■ Records supplied
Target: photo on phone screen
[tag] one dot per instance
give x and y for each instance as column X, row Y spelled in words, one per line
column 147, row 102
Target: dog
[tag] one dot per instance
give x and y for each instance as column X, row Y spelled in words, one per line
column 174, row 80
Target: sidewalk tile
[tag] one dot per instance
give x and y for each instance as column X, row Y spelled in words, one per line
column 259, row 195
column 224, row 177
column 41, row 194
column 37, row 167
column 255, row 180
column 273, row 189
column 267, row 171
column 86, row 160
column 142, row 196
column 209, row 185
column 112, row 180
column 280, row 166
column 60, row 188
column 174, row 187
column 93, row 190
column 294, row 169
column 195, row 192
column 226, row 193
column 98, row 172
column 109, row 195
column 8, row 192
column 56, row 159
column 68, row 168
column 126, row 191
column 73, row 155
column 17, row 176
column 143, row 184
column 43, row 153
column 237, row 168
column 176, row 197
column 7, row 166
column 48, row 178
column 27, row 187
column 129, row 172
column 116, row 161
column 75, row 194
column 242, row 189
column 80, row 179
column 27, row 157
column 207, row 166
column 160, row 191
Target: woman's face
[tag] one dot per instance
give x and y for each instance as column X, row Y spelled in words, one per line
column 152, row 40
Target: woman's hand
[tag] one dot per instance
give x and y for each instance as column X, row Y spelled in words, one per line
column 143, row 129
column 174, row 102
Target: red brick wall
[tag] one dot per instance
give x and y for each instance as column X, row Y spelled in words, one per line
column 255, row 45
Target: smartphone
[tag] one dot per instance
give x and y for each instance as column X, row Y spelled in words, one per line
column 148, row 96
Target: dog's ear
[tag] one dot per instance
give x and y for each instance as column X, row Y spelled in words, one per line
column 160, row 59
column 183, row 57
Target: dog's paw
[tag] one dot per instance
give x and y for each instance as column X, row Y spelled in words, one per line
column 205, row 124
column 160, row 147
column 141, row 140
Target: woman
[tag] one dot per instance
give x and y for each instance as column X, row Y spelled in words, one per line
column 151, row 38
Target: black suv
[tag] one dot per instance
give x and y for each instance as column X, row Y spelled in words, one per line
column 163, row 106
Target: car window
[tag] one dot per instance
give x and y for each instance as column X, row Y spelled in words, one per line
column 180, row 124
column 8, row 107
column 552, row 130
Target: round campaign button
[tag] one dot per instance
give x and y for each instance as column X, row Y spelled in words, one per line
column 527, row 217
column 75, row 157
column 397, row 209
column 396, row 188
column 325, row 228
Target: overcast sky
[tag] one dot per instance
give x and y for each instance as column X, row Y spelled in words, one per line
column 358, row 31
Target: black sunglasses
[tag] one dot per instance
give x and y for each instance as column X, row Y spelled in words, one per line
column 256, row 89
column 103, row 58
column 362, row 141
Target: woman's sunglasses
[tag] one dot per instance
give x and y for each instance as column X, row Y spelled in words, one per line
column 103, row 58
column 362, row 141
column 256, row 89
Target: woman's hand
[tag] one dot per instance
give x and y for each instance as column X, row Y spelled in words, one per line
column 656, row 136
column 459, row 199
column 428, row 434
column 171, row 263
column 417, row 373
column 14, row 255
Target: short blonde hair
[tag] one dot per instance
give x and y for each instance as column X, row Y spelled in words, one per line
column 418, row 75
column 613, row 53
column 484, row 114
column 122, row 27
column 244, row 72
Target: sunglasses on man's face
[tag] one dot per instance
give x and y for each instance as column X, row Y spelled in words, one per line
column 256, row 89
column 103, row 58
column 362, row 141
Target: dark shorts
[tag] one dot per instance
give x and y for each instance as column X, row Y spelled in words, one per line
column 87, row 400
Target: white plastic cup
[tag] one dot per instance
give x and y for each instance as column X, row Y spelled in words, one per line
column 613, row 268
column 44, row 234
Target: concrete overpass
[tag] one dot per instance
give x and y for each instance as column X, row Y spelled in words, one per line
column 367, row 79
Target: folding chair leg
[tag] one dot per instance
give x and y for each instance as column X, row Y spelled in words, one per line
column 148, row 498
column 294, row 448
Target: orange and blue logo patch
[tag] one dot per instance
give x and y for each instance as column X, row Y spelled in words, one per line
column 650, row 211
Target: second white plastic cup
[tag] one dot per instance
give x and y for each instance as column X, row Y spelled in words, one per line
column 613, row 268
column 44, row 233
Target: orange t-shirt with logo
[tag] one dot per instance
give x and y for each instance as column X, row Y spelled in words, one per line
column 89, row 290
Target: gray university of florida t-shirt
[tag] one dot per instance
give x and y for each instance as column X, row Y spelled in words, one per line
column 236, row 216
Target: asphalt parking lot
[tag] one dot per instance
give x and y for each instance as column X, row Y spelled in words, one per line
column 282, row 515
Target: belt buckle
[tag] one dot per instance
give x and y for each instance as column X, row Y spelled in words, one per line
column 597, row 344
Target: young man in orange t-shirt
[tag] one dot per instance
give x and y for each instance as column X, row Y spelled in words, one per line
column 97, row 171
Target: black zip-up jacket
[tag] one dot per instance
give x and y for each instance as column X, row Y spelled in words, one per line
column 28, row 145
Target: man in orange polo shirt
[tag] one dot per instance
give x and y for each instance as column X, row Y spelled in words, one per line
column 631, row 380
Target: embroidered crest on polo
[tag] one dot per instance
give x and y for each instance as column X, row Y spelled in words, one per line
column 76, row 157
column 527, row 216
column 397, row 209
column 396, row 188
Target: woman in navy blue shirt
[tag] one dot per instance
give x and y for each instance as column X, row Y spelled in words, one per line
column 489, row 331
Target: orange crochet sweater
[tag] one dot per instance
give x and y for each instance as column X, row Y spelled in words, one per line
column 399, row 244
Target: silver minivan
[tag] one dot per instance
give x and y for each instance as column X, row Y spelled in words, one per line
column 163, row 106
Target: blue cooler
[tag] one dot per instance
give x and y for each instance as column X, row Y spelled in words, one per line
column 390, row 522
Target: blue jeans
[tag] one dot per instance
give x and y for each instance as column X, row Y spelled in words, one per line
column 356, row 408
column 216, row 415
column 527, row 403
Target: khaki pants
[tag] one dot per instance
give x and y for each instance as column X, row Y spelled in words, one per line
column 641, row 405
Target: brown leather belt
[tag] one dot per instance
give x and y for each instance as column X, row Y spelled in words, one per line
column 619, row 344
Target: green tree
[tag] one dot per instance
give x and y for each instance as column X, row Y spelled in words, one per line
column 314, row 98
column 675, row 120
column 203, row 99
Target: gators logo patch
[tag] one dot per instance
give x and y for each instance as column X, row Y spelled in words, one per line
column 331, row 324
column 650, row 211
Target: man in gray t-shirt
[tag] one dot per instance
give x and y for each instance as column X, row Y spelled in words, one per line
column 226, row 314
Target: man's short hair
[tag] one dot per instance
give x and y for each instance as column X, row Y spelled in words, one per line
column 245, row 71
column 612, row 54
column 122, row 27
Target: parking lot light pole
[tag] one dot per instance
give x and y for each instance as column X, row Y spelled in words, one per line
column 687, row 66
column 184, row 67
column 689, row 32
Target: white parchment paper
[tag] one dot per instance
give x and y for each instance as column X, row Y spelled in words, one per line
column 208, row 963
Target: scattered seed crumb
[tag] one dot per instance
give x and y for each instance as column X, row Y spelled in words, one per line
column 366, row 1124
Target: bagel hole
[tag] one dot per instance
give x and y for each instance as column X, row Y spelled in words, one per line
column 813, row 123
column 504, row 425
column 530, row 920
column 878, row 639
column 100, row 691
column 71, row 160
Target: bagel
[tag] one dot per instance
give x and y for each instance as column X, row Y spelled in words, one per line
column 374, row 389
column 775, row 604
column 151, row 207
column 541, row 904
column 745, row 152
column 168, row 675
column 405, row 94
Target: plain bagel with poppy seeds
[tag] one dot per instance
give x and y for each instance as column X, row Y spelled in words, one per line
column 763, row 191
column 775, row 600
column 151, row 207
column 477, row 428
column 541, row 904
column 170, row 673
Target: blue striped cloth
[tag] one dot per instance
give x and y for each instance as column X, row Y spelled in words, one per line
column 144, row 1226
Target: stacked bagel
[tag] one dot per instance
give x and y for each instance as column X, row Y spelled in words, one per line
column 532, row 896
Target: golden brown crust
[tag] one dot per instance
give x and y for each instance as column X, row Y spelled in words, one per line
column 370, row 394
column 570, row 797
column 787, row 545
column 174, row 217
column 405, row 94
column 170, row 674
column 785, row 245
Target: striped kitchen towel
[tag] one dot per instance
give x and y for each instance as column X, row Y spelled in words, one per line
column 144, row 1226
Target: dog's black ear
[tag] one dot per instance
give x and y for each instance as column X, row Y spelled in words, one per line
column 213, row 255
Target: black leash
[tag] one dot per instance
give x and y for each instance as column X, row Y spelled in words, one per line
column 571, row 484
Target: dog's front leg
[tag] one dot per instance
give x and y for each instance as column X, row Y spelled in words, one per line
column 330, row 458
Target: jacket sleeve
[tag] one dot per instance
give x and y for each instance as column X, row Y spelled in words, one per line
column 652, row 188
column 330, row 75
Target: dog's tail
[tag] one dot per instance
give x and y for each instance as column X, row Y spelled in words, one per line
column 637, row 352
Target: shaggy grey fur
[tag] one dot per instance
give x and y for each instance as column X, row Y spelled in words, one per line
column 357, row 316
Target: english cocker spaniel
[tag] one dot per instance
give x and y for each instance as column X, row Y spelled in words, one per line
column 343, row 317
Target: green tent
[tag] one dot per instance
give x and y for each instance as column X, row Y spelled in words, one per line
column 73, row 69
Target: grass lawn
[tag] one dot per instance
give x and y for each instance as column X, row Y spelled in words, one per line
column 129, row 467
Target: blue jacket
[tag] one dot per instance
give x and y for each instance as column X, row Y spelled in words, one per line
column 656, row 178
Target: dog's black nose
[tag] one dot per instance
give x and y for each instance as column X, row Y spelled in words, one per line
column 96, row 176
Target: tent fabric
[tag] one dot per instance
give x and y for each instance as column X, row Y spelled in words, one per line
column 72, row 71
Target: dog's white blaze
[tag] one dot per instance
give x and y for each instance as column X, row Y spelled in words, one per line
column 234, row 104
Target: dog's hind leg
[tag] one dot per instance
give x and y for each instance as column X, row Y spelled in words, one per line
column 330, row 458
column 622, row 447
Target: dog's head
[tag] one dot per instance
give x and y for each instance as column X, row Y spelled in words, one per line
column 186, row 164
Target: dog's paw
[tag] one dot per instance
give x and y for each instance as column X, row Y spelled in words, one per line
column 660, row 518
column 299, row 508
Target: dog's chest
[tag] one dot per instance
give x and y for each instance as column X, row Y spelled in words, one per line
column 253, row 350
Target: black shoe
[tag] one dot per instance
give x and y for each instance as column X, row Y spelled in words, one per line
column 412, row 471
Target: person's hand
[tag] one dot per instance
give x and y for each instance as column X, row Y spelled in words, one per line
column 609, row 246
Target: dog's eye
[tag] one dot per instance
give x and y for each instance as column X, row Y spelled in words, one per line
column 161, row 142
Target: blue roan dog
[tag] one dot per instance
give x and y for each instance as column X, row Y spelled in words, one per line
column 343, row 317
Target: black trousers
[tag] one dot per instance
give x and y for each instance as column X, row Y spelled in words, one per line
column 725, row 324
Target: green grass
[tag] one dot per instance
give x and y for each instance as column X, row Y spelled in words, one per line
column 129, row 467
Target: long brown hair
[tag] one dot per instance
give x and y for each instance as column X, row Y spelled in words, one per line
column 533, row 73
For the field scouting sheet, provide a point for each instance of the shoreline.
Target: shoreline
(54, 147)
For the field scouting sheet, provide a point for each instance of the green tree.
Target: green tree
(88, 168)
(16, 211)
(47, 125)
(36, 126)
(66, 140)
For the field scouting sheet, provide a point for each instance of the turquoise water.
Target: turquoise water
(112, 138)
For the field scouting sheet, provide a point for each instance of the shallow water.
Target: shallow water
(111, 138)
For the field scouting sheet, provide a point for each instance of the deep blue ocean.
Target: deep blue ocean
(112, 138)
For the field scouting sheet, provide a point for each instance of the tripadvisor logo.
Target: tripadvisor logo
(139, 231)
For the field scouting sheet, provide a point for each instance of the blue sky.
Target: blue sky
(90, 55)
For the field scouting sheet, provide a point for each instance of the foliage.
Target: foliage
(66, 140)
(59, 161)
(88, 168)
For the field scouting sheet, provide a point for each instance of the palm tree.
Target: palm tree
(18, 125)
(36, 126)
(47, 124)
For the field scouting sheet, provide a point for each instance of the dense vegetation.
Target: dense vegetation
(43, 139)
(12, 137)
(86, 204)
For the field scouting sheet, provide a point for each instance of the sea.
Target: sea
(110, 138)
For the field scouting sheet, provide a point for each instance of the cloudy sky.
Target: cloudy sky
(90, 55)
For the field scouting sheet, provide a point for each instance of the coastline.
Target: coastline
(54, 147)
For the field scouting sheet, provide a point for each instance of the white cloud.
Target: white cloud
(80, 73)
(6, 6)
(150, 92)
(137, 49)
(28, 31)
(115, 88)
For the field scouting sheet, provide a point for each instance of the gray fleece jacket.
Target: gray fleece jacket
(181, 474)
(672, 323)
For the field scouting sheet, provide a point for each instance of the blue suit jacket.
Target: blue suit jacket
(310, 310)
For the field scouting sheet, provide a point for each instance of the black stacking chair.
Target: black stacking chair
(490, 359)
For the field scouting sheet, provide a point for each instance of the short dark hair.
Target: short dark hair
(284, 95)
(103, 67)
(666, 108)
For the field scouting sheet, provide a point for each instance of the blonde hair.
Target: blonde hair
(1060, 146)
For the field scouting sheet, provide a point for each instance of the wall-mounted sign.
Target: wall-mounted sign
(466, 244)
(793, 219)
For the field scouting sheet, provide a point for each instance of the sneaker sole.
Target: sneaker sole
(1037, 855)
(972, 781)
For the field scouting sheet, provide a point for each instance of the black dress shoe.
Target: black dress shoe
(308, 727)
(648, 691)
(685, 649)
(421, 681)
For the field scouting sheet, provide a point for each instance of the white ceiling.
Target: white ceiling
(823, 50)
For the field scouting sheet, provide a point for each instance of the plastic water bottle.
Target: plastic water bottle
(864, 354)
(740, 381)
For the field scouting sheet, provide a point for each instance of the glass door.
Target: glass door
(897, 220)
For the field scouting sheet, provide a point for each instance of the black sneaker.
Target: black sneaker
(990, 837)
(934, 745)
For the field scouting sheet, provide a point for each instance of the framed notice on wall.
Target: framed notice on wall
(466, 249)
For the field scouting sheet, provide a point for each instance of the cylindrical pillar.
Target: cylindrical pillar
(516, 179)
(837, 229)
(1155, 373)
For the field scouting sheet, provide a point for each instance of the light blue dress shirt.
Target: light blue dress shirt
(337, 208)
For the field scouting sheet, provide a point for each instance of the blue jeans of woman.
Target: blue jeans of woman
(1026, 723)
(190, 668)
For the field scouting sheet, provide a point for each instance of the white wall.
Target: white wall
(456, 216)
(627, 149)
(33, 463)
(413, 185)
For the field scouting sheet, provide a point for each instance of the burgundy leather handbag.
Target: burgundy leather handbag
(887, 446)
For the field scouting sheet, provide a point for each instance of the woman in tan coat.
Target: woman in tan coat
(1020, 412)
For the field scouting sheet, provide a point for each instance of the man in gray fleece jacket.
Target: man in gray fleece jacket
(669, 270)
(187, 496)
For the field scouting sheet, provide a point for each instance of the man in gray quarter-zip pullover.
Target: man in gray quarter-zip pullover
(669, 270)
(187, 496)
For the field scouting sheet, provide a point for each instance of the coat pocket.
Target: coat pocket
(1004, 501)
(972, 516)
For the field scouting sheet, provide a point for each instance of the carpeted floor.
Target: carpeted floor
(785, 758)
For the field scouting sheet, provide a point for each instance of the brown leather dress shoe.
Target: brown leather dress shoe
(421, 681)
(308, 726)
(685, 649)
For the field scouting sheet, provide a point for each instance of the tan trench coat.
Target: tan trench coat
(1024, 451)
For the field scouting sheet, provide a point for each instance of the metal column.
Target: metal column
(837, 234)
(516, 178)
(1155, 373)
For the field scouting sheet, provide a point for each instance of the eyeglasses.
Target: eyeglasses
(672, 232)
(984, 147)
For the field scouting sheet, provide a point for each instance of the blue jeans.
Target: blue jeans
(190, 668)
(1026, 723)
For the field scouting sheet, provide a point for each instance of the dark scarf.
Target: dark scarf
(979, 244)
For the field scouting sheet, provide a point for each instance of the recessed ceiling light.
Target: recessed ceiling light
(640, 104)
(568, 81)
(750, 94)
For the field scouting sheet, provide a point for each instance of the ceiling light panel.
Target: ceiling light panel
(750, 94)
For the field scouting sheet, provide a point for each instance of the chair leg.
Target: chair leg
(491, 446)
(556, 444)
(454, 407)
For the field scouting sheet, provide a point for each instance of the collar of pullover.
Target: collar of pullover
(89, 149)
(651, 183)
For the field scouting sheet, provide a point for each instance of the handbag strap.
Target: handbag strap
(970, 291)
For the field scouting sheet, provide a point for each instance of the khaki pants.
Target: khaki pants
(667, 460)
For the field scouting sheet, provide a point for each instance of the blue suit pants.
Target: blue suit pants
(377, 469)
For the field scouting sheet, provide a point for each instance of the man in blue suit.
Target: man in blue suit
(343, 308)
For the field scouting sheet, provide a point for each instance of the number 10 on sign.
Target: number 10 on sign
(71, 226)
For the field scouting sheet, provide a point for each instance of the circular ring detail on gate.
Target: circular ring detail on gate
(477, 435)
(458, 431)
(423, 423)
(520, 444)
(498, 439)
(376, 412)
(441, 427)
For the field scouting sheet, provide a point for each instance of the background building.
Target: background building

■ Required work
When a line in the data holds the word "orange", show that line.

■ Result
Target: orange and blue logo patch
Target: orange t-shirt with logo
Target: young man in orange t-shirt
Target: man in orange polo shirt
Target: orange crochet sweater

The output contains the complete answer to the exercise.